# [Using the information]
a – In the article on St Lucia's coronavirus preparations, who are the only people allowed to speak on technical issues relating to the virus?
b – List every step the article on St Lucia's coronavirus preparations says the government is taking or will take in response to the virus.
c – Write a continuation of the article on St Lucia's coronavirus preparations, starting after its final sentence.

# [Text]
[Start of Attachment]

Prime Minister Allen Chastanet, speaking to reporters after a meeting of various stakeholders here said that St Lucia is beefing up border controls to deal with the situation.

“My government is exploring every single thing . . . I don’t want anybody to believe we have a corona case, but the fact is it is in the neighbourhood and the likelihood is that we are susceptible and therefore we must prepare our country.”

Chastanet said that the government has adopted the practice that the Chief Medical Officer and her delegates are the only people to speak on any technical issue relating to the virus.

‘There are phone numbers available to people, so anybody who has any information, before you make it public, please confirm it or you have doubts.

“So the mechanism to be able to clarify information is there. Anything you getting overseas and you are not sure, call up the Ministry of Health to get it clarified and because we are doing that and because we have narrowed our point of dissemination of information we are going to be using cyber technology in order to be able to track anybody who has put out any information that’s erroneous and in particularly to create panic in our country,” he said.

“What we don’t need is panic and we will prosecute anyone that is doing that and we are going to continue to articulate that position,” Chastanet said, reiterating that all official information will come from the Ministry of Health.

[End of Attachment]

Dataset excerpts
[Start of Attachment]

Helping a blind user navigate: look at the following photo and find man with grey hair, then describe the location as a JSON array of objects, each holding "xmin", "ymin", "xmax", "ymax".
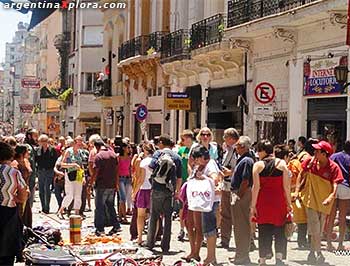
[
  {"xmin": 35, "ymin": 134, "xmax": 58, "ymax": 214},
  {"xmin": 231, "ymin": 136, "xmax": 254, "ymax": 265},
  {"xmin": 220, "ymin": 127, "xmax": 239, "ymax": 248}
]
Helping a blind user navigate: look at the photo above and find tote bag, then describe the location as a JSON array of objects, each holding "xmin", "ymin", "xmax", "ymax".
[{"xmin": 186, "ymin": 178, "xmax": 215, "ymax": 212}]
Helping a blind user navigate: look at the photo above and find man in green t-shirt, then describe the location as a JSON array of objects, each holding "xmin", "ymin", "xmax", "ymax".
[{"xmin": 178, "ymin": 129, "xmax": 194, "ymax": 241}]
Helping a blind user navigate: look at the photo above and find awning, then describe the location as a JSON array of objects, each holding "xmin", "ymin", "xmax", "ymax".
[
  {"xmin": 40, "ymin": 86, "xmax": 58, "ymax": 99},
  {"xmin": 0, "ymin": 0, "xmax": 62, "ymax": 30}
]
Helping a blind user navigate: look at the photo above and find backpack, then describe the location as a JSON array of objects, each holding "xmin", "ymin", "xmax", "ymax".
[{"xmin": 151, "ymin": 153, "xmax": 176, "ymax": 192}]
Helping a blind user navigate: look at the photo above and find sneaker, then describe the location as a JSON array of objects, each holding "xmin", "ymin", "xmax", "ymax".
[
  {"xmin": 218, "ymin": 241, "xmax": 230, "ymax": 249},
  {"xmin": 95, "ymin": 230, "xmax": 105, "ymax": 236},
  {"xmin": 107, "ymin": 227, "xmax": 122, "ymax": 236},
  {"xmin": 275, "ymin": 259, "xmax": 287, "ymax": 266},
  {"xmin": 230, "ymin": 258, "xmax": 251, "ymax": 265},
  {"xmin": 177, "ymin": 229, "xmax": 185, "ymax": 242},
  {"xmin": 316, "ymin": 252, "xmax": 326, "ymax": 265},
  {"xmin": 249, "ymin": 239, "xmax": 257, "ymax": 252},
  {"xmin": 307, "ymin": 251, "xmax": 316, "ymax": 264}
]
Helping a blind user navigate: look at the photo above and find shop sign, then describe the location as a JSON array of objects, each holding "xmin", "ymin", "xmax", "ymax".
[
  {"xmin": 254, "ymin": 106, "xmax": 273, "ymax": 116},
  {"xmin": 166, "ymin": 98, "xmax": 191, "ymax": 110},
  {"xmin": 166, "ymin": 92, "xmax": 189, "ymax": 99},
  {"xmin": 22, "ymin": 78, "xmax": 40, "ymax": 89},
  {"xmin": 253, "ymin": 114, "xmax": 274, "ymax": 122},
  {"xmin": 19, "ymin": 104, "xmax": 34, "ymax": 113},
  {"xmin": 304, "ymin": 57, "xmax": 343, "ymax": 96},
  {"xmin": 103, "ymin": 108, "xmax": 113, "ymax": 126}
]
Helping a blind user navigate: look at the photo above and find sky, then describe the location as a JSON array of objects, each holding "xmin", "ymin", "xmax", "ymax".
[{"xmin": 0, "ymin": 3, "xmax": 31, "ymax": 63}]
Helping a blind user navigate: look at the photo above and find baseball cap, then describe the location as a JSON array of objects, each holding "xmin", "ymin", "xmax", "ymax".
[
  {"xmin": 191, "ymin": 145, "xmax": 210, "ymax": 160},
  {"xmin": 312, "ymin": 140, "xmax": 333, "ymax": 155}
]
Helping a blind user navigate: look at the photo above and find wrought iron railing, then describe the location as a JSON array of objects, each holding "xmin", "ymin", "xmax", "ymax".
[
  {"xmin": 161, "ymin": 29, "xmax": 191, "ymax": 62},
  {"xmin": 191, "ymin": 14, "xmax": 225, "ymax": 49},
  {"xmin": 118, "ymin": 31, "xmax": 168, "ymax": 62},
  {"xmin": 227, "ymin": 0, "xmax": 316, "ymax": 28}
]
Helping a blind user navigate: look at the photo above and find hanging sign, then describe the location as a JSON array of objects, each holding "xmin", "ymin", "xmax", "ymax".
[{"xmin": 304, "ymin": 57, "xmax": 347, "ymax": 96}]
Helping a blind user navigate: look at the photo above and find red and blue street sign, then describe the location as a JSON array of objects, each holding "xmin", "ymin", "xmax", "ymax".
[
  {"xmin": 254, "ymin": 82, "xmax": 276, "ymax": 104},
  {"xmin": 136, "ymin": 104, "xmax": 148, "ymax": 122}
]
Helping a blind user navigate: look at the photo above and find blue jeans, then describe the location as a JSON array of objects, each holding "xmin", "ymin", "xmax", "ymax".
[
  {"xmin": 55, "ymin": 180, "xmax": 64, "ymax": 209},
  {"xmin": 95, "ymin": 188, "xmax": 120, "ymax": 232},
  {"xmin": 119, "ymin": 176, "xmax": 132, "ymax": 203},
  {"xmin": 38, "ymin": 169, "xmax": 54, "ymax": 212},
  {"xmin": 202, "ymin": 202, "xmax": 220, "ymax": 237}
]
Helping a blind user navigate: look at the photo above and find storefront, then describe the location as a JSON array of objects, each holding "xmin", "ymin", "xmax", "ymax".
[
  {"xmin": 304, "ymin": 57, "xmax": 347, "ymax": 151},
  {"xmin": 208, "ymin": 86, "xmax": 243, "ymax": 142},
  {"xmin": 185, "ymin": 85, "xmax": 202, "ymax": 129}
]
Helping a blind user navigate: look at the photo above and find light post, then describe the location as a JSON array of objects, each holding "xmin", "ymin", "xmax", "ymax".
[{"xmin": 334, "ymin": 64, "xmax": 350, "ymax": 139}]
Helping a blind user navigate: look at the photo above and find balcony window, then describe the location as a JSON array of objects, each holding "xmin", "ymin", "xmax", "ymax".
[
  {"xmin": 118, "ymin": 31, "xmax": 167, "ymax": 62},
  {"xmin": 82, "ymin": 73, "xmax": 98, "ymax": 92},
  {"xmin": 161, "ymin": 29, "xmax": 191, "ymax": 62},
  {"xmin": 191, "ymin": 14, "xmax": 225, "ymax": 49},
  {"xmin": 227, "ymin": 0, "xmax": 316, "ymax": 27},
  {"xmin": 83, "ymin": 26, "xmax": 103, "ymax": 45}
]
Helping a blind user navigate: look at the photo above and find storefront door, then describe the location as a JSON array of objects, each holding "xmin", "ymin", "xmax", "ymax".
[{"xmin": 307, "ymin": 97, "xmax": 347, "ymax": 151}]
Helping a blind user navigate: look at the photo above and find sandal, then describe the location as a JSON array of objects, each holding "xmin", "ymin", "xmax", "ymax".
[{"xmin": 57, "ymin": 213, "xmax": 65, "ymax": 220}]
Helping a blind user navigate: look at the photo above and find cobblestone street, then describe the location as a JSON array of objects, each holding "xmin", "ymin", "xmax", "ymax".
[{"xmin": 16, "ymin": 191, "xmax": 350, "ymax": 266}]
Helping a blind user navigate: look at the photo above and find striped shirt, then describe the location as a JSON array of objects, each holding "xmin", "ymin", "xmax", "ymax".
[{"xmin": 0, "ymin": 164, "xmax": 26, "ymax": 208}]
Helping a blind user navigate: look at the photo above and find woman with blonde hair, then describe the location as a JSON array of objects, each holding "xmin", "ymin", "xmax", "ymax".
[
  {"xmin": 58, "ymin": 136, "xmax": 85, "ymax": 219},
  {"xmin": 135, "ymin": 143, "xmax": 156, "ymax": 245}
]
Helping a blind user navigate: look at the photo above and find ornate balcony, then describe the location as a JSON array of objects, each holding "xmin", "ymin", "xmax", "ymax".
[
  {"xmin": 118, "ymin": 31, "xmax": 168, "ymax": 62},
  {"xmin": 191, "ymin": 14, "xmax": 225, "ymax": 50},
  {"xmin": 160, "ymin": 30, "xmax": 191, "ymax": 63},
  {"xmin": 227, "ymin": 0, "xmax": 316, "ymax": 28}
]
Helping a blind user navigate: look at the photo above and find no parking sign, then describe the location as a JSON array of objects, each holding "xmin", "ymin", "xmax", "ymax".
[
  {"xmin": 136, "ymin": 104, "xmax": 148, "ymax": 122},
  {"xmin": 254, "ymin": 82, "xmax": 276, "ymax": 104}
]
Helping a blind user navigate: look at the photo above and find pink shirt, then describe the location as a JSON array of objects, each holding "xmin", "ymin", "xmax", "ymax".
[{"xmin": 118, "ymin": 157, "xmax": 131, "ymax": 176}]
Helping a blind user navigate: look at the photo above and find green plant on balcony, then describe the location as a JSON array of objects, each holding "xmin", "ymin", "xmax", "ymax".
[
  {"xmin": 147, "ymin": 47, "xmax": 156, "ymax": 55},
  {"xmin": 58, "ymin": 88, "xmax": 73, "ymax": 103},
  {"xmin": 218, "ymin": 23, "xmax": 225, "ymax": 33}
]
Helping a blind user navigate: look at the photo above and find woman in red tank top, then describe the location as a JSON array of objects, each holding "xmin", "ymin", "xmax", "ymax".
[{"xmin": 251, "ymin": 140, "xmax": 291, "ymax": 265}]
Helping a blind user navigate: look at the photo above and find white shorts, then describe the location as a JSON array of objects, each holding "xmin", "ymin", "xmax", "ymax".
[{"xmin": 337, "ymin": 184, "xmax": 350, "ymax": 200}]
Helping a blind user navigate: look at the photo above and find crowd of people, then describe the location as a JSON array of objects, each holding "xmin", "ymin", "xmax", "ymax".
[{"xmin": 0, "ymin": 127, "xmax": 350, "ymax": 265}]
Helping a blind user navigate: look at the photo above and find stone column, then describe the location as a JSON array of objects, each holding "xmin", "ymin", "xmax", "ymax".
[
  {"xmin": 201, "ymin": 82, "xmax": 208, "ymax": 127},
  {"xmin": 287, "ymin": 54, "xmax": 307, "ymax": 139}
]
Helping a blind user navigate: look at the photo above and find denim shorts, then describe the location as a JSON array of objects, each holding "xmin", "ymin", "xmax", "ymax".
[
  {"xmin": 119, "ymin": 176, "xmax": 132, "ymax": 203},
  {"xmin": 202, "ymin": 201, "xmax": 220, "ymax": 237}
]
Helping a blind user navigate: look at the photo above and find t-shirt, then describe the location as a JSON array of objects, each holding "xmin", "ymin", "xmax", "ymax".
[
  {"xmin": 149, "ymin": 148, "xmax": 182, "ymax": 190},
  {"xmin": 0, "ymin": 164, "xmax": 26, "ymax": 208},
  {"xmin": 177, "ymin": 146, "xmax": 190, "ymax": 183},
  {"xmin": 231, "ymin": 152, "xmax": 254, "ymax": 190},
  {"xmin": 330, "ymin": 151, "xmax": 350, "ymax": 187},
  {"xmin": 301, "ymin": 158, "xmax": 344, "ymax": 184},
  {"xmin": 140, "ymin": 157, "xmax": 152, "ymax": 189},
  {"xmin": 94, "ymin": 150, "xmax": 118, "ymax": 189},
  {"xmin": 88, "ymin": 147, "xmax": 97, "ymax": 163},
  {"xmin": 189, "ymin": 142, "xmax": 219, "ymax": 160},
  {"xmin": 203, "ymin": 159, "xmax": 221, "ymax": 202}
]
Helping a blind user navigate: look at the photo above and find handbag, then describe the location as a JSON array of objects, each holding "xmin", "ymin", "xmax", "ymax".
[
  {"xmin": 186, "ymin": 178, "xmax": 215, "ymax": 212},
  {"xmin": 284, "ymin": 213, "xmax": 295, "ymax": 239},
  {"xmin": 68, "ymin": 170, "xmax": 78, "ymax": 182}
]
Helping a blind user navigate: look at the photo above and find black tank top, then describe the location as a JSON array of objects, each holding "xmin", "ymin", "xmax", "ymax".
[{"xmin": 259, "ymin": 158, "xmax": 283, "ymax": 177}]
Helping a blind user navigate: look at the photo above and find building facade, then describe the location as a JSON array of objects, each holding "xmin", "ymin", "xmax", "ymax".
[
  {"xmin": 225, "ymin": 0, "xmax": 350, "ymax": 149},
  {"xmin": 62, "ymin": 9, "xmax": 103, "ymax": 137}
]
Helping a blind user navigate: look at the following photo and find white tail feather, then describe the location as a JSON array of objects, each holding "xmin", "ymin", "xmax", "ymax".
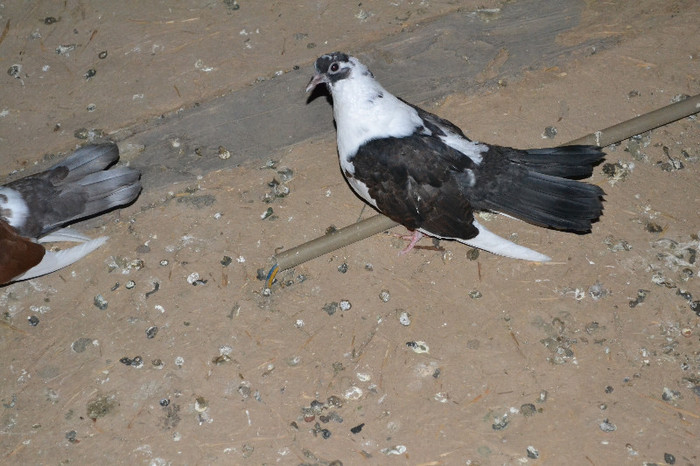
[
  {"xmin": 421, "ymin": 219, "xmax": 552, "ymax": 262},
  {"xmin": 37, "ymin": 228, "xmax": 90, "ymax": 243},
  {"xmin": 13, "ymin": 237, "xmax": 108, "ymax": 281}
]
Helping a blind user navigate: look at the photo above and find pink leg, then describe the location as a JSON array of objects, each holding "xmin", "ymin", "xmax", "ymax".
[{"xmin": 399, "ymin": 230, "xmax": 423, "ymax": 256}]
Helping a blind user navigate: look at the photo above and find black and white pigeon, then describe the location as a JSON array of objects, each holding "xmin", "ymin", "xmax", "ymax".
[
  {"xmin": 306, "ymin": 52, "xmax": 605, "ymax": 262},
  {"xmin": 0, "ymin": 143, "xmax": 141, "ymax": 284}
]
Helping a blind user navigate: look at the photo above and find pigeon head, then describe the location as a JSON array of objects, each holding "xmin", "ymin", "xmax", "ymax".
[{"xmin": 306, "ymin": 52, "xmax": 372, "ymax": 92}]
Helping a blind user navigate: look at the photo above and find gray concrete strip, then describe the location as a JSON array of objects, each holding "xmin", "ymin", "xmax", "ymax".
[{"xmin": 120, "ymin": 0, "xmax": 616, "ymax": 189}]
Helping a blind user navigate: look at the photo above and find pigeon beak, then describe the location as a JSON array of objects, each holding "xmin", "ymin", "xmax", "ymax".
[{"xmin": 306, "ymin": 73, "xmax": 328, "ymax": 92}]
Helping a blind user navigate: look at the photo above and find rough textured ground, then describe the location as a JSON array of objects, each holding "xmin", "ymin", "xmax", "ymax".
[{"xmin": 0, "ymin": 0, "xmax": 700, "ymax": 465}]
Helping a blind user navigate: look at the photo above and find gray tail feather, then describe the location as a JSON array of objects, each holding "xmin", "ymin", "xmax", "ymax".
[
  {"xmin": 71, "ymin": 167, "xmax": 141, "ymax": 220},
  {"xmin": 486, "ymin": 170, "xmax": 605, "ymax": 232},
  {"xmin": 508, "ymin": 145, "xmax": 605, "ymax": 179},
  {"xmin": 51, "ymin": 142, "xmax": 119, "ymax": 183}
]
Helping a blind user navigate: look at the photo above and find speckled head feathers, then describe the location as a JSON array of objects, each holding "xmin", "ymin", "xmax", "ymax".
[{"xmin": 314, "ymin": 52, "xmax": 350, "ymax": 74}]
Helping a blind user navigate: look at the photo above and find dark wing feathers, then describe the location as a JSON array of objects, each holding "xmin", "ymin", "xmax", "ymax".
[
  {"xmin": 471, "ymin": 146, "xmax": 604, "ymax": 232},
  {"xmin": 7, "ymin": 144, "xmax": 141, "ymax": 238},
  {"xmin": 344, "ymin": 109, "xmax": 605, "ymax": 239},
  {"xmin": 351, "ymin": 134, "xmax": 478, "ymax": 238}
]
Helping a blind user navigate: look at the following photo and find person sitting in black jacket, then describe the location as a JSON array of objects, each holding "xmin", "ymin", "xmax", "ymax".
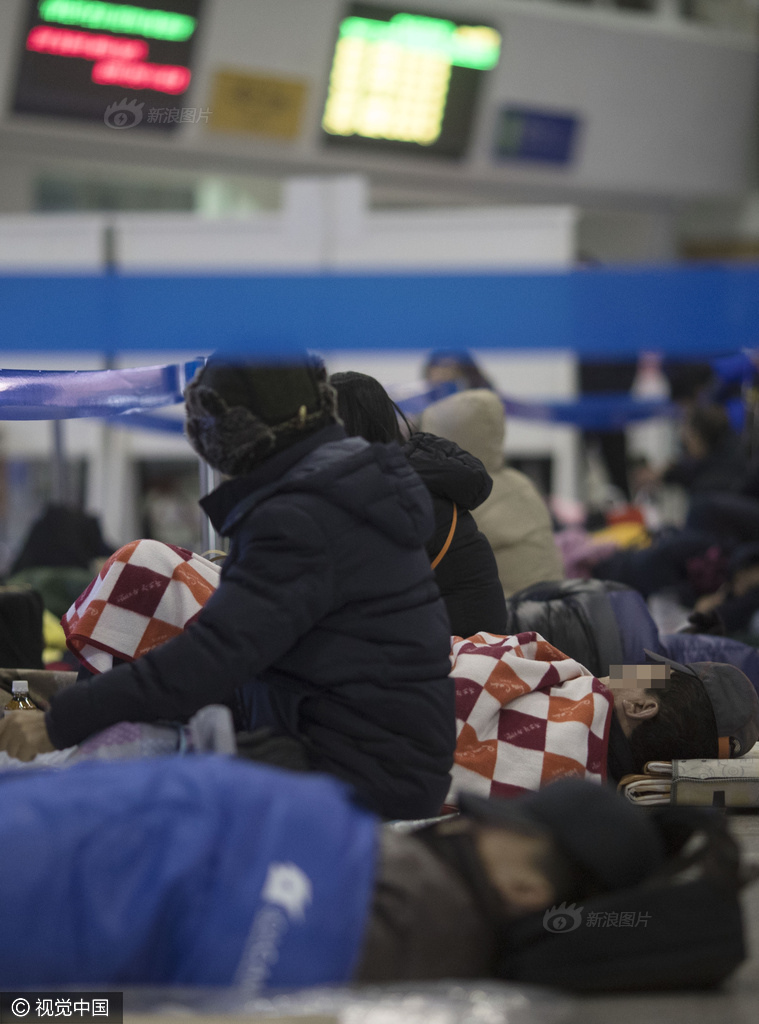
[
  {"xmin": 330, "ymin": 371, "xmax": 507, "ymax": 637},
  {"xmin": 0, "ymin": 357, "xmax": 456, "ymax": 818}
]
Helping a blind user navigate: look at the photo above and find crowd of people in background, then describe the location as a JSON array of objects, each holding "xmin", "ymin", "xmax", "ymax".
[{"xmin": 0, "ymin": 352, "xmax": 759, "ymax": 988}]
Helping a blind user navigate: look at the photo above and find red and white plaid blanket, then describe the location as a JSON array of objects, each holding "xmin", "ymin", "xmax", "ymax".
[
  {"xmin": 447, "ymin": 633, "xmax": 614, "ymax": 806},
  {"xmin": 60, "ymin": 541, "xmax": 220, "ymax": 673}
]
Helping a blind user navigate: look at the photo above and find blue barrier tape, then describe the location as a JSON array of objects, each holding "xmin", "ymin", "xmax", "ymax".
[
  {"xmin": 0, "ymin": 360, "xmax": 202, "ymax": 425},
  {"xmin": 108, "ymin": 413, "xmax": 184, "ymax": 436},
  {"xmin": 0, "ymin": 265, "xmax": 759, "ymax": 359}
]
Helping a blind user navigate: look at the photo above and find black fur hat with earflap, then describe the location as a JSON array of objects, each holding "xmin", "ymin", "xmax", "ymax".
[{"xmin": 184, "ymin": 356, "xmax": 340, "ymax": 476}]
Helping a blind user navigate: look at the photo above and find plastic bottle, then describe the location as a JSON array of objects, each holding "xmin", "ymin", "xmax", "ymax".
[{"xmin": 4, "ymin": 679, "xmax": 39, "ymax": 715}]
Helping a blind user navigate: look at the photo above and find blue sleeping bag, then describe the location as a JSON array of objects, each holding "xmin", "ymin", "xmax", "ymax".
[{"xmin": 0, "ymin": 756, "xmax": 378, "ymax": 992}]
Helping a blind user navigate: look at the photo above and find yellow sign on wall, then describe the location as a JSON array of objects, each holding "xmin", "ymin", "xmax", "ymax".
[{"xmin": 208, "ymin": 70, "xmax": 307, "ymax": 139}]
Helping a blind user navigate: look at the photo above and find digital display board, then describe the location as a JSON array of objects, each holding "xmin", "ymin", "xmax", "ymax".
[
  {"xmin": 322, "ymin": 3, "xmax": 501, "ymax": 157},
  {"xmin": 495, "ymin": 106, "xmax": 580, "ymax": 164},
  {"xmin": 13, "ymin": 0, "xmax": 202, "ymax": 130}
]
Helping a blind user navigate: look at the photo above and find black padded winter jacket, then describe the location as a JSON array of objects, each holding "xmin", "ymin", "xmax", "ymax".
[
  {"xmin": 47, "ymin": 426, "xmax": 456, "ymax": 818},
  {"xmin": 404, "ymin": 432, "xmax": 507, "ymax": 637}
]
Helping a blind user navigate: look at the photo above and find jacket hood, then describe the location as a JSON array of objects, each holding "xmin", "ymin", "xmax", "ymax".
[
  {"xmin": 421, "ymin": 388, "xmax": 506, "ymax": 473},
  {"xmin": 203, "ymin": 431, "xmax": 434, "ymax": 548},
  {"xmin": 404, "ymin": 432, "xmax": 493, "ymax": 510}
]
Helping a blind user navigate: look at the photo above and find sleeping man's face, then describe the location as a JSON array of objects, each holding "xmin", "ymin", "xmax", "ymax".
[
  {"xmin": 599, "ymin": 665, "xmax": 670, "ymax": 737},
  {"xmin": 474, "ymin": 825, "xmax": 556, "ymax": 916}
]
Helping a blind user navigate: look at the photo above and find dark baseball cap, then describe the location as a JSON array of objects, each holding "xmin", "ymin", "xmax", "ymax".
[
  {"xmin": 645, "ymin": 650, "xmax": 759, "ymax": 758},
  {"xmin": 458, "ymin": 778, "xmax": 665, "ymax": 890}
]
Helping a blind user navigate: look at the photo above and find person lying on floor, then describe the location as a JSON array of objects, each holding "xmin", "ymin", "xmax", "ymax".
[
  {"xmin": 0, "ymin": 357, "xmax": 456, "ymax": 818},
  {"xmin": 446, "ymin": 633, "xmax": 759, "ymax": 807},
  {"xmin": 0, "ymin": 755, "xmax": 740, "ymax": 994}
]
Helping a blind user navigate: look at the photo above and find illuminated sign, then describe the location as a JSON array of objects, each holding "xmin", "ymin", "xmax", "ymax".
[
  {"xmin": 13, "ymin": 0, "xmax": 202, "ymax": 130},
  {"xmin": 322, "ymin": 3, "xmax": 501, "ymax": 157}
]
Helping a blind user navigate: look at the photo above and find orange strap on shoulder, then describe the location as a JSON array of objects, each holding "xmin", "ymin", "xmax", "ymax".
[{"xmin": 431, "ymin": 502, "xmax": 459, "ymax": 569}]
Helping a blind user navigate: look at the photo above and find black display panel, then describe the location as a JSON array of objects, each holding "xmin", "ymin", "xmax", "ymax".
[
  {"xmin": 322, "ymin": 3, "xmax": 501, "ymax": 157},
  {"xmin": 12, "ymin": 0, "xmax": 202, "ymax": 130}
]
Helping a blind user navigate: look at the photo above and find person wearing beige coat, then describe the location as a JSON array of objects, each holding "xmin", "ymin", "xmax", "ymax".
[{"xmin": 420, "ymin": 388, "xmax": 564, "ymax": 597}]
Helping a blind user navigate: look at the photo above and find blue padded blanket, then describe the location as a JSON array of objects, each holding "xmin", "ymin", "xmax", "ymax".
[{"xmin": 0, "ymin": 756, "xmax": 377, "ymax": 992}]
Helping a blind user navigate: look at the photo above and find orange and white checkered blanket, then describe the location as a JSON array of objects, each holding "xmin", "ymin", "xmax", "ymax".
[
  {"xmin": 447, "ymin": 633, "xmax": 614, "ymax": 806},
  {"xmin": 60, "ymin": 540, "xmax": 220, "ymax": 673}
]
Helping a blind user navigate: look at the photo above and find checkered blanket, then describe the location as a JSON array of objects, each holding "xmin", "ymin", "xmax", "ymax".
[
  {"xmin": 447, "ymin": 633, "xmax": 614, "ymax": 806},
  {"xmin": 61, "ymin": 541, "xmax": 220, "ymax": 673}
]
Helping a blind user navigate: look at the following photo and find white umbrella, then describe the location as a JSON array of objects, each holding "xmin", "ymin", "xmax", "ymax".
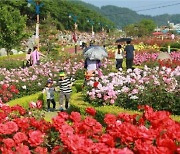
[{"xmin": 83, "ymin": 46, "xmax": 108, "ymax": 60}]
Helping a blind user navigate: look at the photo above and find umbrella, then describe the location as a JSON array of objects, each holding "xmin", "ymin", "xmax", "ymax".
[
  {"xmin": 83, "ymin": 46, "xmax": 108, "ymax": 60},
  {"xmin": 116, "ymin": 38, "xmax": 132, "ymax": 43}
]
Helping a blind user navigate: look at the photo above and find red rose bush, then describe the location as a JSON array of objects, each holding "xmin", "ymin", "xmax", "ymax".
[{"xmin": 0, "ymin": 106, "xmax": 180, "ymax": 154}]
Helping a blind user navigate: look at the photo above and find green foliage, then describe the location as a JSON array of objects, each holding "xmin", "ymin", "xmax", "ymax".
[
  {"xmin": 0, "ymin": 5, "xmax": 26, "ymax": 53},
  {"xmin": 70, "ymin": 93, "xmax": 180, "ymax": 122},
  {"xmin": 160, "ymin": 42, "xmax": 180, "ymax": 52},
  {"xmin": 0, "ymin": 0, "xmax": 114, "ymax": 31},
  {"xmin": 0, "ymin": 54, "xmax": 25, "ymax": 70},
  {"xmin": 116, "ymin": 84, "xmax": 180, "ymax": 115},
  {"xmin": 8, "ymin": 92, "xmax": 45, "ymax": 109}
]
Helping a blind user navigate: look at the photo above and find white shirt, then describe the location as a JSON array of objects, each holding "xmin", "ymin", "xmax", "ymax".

[End of Attachment]

# [Replies]
a – The Chief Medical Officer and her delegates.

b –
- Beefing up border controls
- Letting only the Chief Medical Officer and her delegates speak on technical issues relating to the virus
- Making phone numbers available so people can confirm information
- Using cyber technology to track anyone who puts out erroneous information
- Prosecuting anyone who creates panic
- Having all official information come from the Ministry of Health

c –
“Any information you receive from a technical basis from another ministry you could immediately say is fake,” he added.

He said the Prime Minister’s Office will also be used to keep the public updated on the virus for which there is no known vaccine.

Chastanet also announced that his administration is considering the use of Rat Island, located off Choc Beach, as a quarantine zone in case there is a confirmed case of coronavirus here.

“We are looking at Rat Island which still remains in our laws as a place for quarantine,” he said.

The government-owned island was a quarantine centre for small pox victims. Then it was abandoned until 1994.

Last weekend, three Caribbean countries including the Dominican Republic, confirmed they had recorded a case of the virus that began in China where most of the deaths have been recorded.